Assignment:
Would you copy each line of the records that includes the word "lake"?

Provided information:
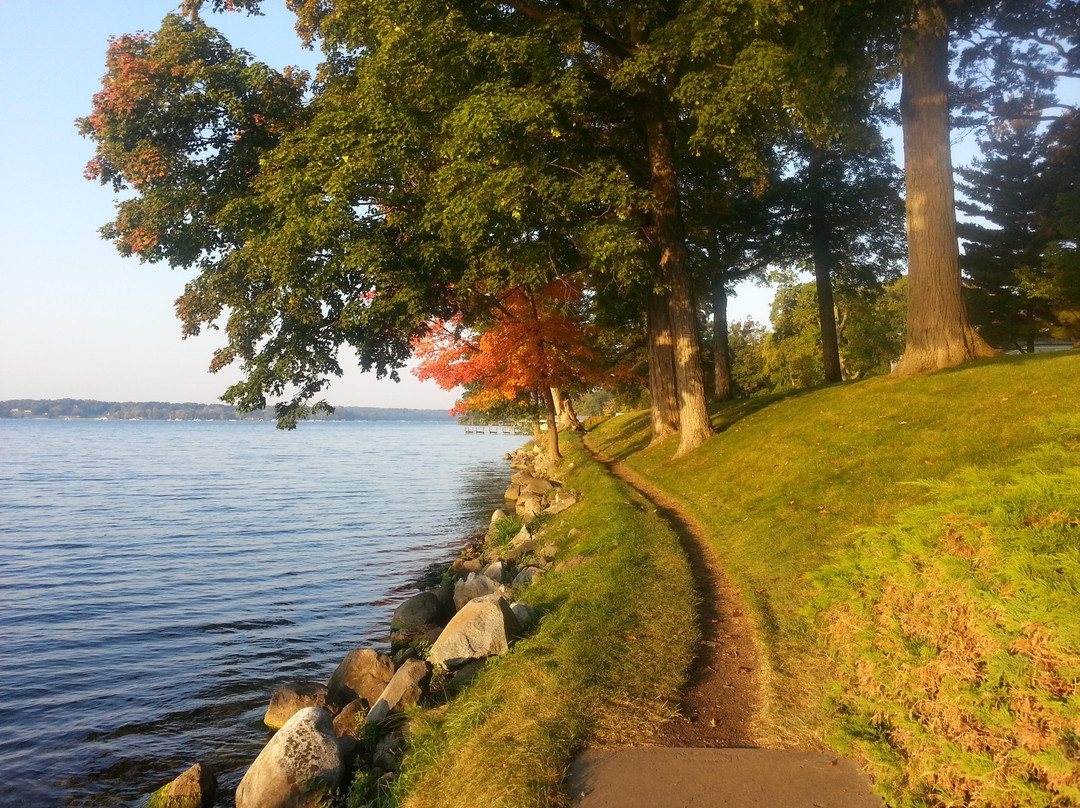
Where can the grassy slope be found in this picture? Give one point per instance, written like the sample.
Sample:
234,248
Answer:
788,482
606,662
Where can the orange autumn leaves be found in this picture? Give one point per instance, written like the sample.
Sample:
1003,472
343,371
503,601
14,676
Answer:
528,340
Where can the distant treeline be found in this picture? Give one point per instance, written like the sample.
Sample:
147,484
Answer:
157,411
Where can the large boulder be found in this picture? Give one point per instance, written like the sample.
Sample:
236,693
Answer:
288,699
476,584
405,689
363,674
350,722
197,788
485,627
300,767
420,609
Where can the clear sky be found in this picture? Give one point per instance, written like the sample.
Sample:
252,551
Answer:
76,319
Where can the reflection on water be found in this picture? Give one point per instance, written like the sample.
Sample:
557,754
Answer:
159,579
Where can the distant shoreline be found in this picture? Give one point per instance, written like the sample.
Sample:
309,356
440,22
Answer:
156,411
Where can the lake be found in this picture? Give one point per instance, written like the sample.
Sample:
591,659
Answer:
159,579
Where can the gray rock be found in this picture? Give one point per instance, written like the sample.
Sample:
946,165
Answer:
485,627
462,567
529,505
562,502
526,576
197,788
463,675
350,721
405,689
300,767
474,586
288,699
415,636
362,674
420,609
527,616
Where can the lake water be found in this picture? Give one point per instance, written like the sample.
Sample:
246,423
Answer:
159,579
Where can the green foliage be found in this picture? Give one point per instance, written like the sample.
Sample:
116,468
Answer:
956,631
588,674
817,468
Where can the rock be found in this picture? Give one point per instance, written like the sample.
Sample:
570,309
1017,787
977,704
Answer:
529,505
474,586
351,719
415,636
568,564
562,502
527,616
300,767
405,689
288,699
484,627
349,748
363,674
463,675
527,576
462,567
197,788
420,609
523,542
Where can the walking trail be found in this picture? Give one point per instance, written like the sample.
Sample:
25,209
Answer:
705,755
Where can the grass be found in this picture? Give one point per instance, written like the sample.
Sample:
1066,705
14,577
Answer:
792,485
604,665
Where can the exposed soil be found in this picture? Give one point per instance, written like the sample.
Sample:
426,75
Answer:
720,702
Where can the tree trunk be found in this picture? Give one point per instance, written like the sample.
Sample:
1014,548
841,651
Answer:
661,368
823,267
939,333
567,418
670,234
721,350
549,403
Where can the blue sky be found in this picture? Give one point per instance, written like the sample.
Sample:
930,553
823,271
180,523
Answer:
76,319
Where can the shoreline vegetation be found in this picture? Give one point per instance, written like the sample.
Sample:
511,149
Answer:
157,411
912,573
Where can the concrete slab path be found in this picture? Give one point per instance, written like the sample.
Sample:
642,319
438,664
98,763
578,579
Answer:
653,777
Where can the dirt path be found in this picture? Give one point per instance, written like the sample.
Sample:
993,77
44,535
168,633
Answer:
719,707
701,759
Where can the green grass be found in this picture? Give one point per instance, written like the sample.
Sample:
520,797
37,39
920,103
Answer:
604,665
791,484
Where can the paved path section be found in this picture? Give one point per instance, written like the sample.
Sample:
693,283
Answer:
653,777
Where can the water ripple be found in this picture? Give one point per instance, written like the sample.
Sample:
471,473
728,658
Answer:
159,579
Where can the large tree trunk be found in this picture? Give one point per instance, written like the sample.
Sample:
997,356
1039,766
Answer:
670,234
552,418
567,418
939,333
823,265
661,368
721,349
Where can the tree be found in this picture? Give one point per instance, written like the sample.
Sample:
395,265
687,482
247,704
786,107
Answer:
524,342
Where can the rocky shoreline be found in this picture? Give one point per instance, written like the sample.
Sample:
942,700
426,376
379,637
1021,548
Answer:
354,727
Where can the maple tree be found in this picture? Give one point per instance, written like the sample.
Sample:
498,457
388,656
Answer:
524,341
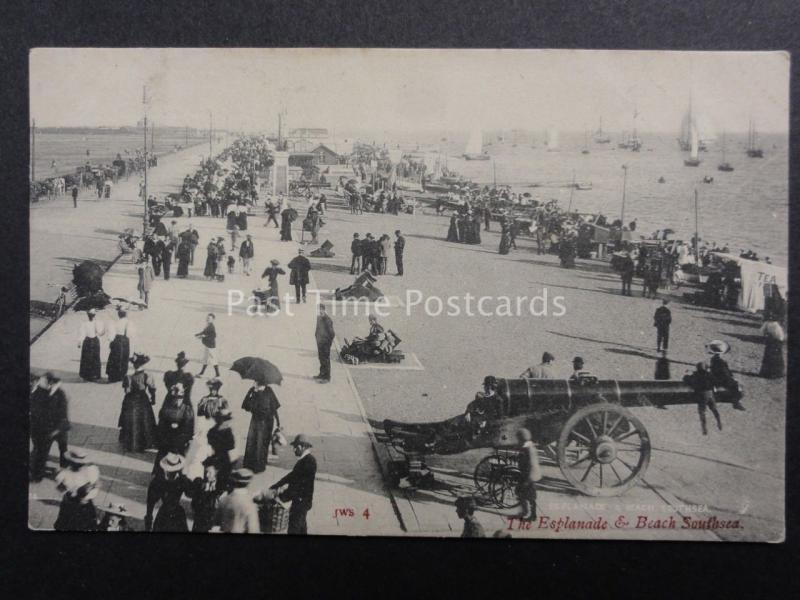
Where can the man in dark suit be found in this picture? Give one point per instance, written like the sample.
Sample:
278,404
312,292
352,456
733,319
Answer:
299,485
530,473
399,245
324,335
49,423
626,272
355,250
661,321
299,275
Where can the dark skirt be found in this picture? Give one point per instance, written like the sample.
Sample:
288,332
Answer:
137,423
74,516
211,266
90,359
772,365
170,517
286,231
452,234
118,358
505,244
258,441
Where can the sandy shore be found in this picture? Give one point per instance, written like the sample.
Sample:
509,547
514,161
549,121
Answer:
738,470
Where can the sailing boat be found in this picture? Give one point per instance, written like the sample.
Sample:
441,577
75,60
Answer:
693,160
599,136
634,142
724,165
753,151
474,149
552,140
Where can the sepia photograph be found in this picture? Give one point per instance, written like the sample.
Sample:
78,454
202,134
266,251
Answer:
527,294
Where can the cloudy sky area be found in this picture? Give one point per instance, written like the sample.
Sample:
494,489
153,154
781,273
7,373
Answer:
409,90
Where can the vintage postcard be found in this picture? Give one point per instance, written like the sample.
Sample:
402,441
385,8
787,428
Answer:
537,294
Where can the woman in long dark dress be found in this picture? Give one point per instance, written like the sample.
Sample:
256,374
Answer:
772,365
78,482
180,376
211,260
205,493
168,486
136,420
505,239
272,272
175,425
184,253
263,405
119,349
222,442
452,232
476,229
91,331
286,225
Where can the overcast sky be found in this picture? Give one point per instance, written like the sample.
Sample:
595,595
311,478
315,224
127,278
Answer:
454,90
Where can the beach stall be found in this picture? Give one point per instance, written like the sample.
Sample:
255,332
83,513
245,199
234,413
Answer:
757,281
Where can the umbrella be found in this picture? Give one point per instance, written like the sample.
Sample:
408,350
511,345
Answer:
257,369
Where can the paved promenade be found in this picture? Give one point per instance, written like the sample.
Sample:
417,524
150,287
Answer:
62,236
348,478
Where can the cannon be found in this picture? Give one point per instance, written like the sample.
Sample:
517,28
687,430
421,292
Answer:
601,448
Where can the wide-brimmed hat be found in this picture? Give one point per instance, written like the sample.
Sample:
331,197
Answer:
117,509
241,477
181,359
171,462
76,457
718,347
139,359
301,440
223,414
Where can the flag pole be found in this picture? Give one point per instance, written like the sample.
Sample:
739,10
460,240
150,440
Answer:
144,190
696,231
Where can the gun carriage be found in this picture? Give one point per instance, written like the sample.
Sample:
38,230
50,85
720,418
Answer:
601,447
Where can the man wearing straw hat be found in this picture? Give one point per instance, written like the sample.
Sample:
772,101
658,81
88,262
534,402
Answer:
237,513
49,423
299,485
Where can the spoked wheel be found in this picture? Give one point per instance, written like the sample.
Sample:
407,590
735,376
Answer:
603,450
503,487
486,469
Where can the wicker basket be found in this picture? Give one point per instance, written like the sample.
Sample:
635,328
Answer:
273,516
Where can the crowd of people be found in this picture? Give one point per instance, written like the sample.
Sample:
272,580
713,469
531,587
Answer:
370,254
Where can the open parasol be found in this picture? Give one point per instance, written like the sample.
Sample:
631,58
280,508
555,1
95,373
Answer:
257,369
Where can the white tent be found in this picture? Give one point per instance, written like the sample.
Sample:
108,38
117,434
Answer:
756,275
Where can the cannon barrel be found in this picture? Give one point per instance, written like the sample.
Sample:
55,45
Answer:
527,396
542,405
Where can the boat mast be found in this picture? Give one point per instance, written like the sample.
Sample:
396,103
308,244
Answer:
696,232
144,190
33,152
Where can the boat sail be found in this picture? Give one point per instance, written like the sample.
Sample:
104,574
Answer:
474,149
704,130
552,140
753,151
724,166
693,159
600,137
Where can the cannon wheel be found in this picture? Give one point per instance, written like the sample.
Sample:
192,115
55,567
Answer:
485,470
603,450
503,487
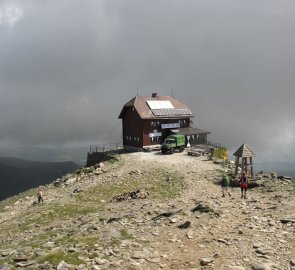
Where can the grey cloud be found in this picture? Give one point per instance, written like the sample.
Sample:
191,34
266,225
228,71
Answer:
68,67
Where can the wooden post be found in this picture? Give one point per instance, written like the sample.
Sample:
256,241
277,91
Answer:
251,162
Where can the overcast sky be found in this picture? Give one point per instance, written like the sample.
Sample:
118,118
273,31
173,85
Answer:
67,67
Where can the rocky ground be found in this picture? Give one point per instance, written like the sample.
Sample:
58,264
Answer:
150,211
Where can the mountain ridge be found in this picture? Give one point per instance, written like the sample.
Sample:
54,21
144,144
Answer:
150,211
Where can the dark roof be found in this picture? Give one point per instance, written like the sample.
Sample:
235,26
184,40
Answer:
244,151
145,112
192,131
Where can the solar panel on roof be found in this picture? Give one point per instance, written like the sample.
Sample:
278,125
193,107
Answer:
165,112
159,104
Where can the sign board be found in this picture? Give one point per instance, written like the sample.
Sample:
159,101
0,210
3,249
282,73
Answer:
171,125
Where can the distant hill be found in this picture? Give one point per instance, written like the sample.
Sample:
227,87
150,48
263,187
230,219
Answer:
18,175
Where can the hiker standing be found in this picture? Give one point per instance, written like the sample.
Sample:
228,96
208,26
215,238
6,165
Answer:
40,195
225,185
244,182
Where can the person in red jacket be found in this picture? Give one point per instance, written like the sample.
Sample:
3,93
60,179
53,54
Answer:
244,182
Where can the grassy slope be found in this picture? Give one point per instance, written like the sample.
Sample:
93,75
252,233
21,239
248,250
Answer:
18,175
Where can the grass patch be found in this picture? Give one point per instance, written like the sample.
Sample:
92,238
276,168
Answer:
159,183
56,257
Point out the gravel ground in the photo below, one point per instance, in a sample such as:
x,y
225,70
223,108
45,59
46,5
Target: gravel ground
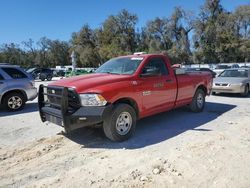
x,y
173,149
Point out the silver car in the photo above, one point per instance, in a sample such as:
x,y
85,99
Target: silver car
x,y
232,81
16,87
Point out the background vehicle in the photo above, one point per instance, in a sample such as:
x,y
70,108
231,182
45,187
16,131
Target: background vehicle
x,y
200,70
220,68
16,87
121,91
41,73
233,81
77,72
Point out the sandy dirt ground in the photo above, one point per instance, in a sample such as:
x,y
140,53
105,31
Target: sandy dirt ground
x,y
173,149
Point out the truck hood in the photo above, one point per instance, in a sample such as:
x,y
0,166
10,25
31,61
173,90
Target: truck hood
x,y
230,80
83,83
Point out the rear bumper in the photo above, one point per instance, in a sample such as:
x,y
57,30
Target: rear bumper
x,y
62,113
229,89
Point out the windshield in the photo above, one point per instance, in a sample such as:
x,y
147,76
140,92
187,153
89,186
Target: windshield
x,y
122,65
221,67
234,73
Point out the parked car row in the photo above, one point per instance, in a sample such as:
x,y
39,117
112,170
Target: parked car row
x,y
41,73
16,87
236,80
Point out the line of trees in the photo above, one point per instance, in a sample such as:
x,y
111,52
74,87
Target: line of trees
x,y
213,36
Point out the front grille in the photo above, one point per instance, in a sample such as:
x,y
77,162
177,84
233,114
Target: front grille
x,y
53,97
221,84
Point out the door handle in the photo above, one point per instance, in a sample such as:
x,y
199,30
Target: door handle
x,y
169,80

Exercise answer:
Where can the lake be found in this picture? Give one point per instance, written like the sample.
Where can the lake water be found in this picture? Give one point per instance, written like the sample.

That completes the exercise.